Referring expression grounding data
══════════════════════════════
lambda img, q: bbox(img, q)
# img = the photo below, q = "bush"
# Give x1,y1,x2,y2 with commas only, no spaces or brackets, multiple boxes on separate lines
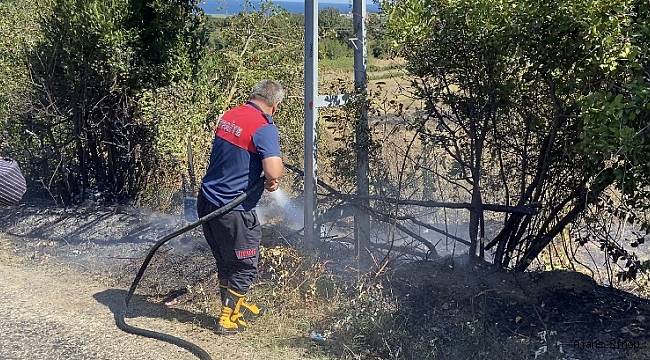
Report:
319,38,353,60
══════════════════════════════
● **Exercise**:
Retype each line above exactly. Leave the images out.

● **Answer space**:
lambda img, q: bbox(img, q)
# img = the photo below, q = "bush"
# Give x1,y1,x2,y2 with commas only, no spaces or brackets, multiple boxes on separate lines
Report:
319,38,353,60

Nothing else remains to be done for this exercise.